TEXT:
Secession Wasn’t Treason

Secession, and the knee-jerk reactions to it, have been of interest to me ever since I got into historical research. Yankee politicians, in 1861, portrayed secession by the Southern states as the most monstrous of crimes ever visited upon the human race – conveniently forgetting that earlier Yankee politicians had entertained exactly the same thoughts as they gathered at the Hartford (Connecticut) Convention in 1814, regarding New England secession from the rest of the country because New England did not approve of the War of 1812.

Between 1814 and 1861, secession went from a favoured possibility to a horrendous crime, especially if the South did it. Even in our day, many of our revisionist ‘historians’ howl about how secession was treason and about how the Confederate States sought to overthrow the Northern government – all of which is patent hogwash – and most of them know it in their hearts. All the Southern states wanted was to go in peace. They had no interest whatever in overthrowing the government in Washington; they just wanted to depart and set up their own government.

When the ‘late unpleasentness’ was over and the Confederacy, which never officially surrendered, by the way, was in ruins, the benevolent Yankee government took Jeff Davis, President of the Confederate States and tossed him into prison at Fortress Monroe, Virginia for two years, planning at the outset to bring him to trial for treason and secession, which they claimed were one in the same. After two years of political horseplay, the Union government finally decided it could not afford to bring Davis to trial because should that event transpire, it might well be proven in court that Davis and the South had been right – secession was not at all illegal, nor was it unconstitutional.

A few years ago

[1995, I think] I wrote a short 26 page booklet on secession. In it I quoted an author by the name of James Street, who had written a book entitled simply The Civil War. Street had a few comments about what happened to Jeff Davis at the end of the war. He said: "The North didnt dare give him a trial, knowing that a trial would establish that secession was not unconstitutional, that there had been no ‘rebellion’ and that the South had got a raw deal." That’s pretty straightforward.

Recently, I picked up another book, written by Burke Davis [no relative to Jeff that I know of,] and entitled The Long Surrender. It dealt with much of what happened and with the characters involved during the final days of the Confederacy, when Richmond fell and the Confederate government fled the city and tried to set up somewhere else to carry on the struggle.

SET TASK A:
In the essay on secession, where was Jeff Davis held in prison, and for how long?
SET TASK B:
Return the passage of the secession essay between "Between 1814 and" and "their own government.", inclusive.
SET TASK C:
Resume the essay on secession from the point where it stops.
The records have no connection to the essay on secession.

Location labeling records:
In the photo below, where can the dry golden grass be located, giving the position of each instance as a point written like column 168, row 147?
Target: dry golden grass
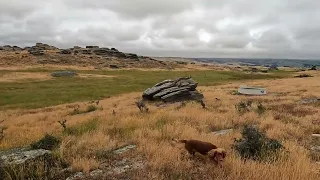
column 284, row 119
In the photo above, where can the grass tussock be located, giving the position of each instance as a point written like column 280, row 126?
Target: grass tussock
column 90, row 137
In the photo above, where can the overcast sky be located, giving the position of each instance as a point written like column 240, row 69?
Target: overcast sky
column 188, row 28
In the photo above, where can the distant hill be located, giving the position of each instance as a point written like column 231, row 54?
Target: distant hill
column 262, row 62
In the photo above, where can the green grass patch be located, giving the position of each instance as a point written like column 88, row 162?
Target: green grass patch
column 37, row 94
column 82, row 128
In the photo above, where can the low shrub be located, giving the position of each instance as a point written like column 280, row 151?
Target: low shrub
column 255, row 145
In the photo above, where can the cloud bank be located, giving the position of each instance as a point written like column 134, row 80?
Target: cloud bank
column 188, row 28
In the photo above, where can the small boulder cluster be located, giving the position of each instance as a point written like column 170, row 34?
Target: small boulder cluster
column 180, row 89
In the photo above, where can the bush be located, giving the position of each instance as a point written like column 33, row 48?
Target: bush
column 260, row 109
column 255, row 145
column 48, row 142
column 91, row 108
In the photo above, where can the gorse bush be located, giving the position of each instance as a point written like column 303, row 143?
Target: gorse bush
column 255, row 145
column 48, row 142
column 261, row 109
column 243, row 107
column 91, row 108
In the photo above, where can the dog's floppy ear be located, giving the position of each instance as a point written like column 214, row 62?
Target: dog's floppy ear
column 224, row 154
column 212, row 153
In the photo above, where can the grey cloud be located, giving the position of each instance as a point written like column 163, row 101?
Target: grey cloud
column 137, row 8
column 281, row 28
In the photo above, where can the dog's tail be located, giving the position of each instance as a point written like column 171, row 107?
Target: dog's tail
column 179, row 141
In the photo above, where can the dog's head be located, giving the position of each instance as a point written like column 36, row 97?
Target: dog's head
column 217, row 155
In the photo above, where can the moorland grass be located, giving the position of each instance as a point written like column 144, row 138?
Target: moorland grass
column 37, row 94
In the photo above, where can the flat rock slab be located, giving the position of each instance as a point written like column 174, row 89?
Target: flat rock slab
column 64, row 74
column 181, row 89
column 114, row 168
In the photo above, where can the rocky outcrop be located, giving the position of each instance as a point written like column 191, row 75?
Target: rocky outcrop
column 42, row 46
column 181, row 89
column 114, row 66
column 92, row 47
column 36, row 52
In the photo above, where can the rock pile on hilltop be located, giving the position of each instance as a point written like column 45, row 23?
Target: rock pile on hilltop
column 181, row 89
column 98, row 57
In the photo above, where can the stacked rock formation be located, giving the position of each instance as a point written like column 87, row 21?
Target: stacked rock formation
column 181, row 89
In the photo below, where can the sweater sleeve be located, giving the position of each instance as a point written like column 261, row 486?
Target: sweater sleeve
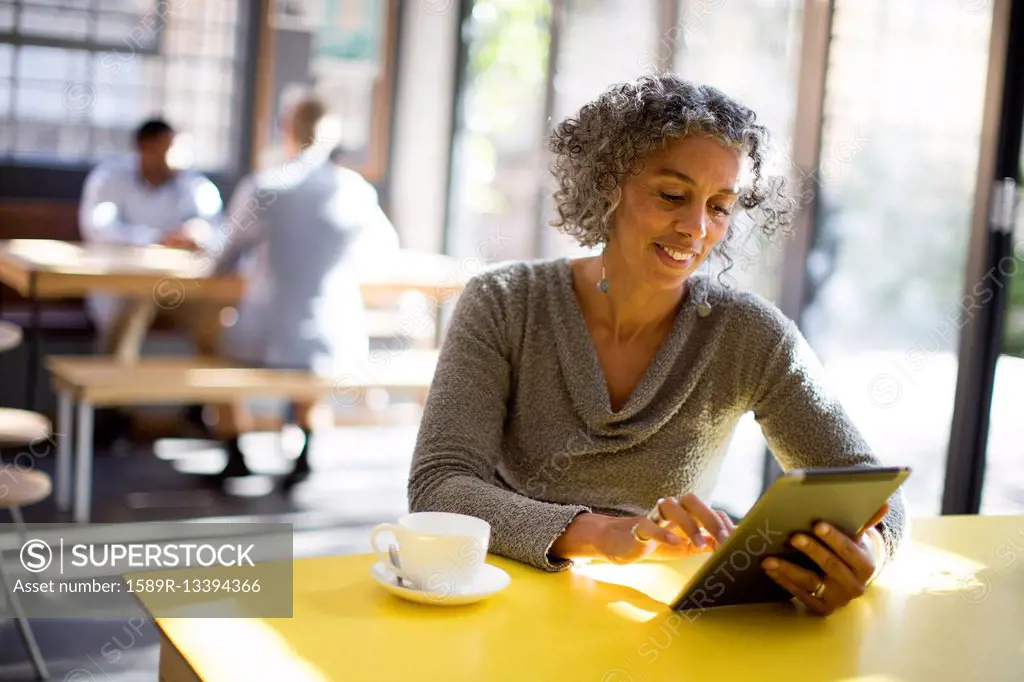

WRITTEN ANSWER A:
At Fortress Monroe, Virginia, for two years.

WRITTEN ANSWER B:
Between 1814 and 1861, secession went from a favoured possibility to a horrendous crime, especially if the South did it. Even in our day, many of our revisionist ‘historians’ howl about how secession was treason and about how the Confederate States sought to overthrow the Northern government – all of which is patent hogwash – and most of them know it in their hearts. All the Southern states wanted was to go in peace. They had no interest whatever in overthrowing the government in Washington; they just wanted to depart and set up their own government.

WRITTEN ANSWER C:
After Jeff Davis was captured, the vindictive radical Yankee Secretary of War Edwin Stanton [who some feel may have known more about Lincoln’s assassination than is admitted] wanted to implicate Davis both as a co-conspirator in Lincoln’s assassination and as a traitor for leading the secessionist government in Richmond, even though secession had not been original with Davis. Try as they might, the radical Republicans in Washington couldn’t quite bring it off. Burke Davis notes, on page 204 of his book, a quote by Chief Justice Salmom P. Chase, telling Stanton "If you bring these leaders to trial, it will condemn the North, for by the Constitution, secession is not rebellion….His [Jeff Davis’] capture was a mistake. His trial will be a greater one. We cannot convict him of treason. Secession is settled. Let it stay settled." Burke Davis continued on page 214 of the book, noting that a congressional committee proposed a special court for Davis’ trial, headed by Judge Franz Lieber. Davis noted: "After studying more than 270,000 Confederate documents, seeking evidence against Davis, this court discouraged the War Department: ‘Davis will be found not guilty,’ Lieber reported, ‘and we shall stand there completely beaten’." What the radical Northern politicians were admitting among themselves [but not for the historical record] was that they had just fought a ‘civil war’ that had taken or maimed the lives of over 600,000 Americans, both North and South, and they had no constitutional justification for having done so, nor had they had any constitutional right to impede the Southern states when they chose to withdraw from the constitutional compact. They had fought solely for the right to keep an empire together. Call it ‘manifest destiny’ or whatever other noble-sounding euphemism you may tack onto it, either way, they had been wrong. Now they could not afford to let Jeff Davis go to trial, else their grievous crime would become public knowledge and beget them even more problems in the future. Needless to say, you probably have not read much about this in most of your ‘history’ books. As the narrator at the beginning of the movie Braveheart so correctly stated: "History is written by those who’ve hanged heroes."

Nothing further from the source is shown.